> WHAT THE EXERCISE ASKS
Reproduce all of the data that follows, character for character.

Lines of data:
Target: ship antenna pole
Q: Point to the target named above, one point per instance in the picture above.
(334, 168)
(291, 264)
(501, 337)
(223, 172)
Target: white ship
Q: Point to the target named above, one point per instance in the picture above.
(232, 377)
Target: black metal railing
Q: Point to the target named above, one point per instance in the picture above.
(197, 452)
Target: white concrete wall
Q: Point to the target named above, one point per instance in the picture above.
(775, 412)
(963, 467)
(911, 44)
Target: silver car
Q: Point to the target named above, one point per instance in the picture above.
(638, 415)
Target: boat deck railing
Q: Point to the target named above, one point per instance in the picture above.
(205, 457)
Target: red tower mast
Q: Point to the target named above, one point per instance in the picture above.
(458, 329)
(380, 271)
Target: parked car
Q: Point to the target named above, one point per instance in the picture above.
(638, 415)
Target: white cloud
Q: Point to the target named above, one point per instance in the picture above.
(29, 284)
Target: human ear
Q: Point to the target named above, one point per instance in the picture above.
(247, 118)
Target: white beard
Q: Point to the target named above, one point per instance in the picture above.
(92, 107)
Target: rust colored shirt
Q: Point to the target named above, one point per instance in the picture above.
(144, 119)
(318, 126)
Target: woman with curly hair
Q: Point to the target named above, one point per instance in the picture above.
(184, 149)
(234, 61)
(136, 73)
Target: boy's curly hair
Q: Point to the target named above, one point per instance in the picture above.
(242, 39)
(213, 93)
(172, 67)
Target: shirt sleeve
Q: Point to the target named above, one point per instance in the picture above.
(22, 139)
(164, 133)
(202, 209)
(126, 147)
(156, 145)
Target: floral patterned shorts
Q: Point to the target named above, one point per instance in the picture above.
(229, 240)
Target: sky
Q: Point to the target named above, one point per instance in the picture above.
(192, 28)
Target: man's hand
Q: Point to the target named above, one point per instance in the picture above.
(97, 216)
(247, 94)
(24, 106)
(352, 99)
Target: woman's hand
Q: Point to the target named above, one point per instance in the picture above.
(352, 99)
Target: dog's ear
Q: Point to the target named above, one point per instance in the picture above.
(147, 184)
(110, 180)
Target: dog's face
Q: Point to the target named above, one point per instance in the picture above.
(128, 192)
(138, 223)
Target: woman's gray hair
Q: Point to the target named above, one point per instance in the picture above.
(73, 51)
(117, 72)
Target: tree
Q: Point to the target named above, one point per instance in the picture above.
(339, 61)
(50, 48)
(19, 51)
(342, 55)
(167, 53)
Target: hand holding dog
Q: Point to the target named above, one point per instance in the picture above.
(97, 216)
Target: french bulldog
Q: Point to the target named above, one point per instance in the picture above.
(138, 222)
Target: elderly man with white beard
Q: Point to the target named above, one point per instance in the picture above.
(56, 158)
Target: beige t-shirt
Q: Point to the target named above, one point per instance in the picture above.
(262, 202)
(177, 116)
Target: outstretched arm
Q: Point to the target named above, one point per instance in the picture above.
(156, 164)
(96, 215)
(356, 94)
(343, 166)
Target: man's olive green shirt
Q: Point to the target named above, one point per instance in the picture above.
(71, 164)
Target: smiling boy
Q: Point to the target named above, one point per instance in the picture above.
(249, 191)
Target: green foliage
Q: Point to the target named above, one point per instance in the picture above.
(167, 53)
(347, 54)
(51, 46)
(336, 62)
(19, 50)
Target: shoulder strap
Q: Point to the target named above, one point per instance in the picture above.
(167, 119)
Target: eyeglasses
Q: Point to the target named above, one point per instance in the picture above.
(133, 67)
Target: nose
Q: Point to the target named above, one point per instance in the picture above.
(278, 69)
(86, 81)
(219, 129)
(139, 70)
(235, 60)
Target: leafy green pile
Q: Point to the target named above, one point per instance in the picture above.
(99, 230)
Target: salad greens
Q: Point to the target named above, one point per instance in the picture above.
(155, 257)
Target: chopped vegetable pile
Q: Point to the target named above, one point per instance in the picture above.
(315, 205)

> ANSWER FOR THE TASK
Target: ship antenna pole
Q: Point to the target named above, one point per instance in the picture above.
(334, 168)
(291, 264)
(501, 337)
(223, 172)
Target: white ship
Q: Point to the target named above, one point per instance in the picture above.
(232, 377)
Target: black metal railing
Q: Point to the target named above, one point per instance in the picture above.
(197, 452)
Target: white concrete wall
Q: Point to the target named above, one point per instance in the picture above.
(775, 412)
(963, 467)
(911, 44)
Target: silver car
Q: Point to the target named above, one point per instance in the picture above.
(638, 415)
Target: boat deck railing
Q: Point to the target named above, one point per instance in the picture above.
(205, 457)
Target: red tower mast
Q: Point to the target named above, one point per instance in the picture above.
(458, 329)
(380, 271)
Target: parked car
Q: Point to the target named above, one point per instance in the picture above.
(638, 415)
Target: white cloud
Q: Point to the target named above, one point per instance in the picture above.
(29, 284)
Target: human ear
Q: Point to the target named above, one point per instance in the picture above.
(247, 118)
Target: white beard
Q: Point to the target named above, one point per instance in the picture above.
(92, 107)
Target: rust colored shirt
Q: Point to the target named above, one point per instance in the picture above.
(144, 119)
(318, 126)
Target: woman with curly hair
Q: Point to the target named above, one point per instance in the picture above.
(184, 149)
(234, 61)
(136, 73)
Target: boy's curly hair
Q: Point to the target named above, one point per instance in the picture above.
(242, 39)
(213, 93)
(172, 67)
Target: shirt sleeve
Q: Point to the target named above, one point per instance in the picture above.
(22, 139)
(164, 133)
(202, 209)
(126, 147)
(156, 145)
Target: floral patterned shorts
Q: Point to the target named above, one point per instance in the picture above.
(229, 240)
Target: sky
Q: Point to the target named above, one point per instance in the picture above.
(192, 28)
Target: man's hand
Q: Point to the target named above, one point per instance in the picture above.
(97, 216)
(247, 94)
(24, 106)
(352, 99)
Target: woman's hand
Q: Point to the target named above, one point per instance in the picture above.
(352, 99)
Target: dog's ear
Q: Point to the target named above, one point per instance in the picture above.
(147, 184)
(110, 180)
Target: dog's face
Q: Point to the target named above, one point per instance in the picture above.
(128, 192)
(138, 223)
Target: woman's gray hair
Q: Point to the target named above, one point per instance in the picture above.
(73, 51)
(117, 72)
Target: tree
Q: Point to the target named above, one point per instance in the picture above.
(339, 61)
(50, 48)
(19, 51)
(342, 55)
(167, 53)
Target: hand holding dog
Q: Point to the target named above, one point per instance in the picture above.
(97, 216)
Target: french bulldog
Q: Point to the target named above, one point per instance in the picture above.
(138, 222)
Target: elderly man with white beard
Q: Point to the target named above, one point per instance in the picture above.
(56, 158)
Target: beige t-shirt
Q: Point to the target named above, one point per instance in the picture above.
(262, 202)
(177, 116)
Target: outstretched arm
Q: Point to the target named above, one point per instance in the picture above.
(156, 164)
(96, 215)
(356, 94)
(343, 166)
Target: man's olive green shirt
Q: Point to the target named above, one point per instance in the picture above.
(71, 164)
Target: smiling boy
Q: Point to the target named above, one point per instance in the picture above.
(249, 191)
Target: green foliage
Q: Point to the target named above, one point per instance in the picture above.
(167, 53)
(347, 54)
(51, 46)
(336, 62)
(19, 50)
Target: shoulder strap
Q: Point to the target named above, one point per instance in the picture above.
(167, 119)
Target: eyeglasses
Q: Point to the target named above, one point per instance in the picture above.
(133, 67)
Target: nose
Q: Point to the target named above, one point per instance in the picture above.
(278, 69)
(86, 81)
(219, 129)
(139, 70)
(235, 60)
Target: leafy green pile
Q: Point to the target named above, one point per instance in the picture above.
(99, 230)
Target: salad greens
Q: Point to the target named above, one point per instance in the picture above.
(155, 257)
Target: chopped vegetable pile
Q: Point to the target named above, one point per instance in the picture above.
(315, 205)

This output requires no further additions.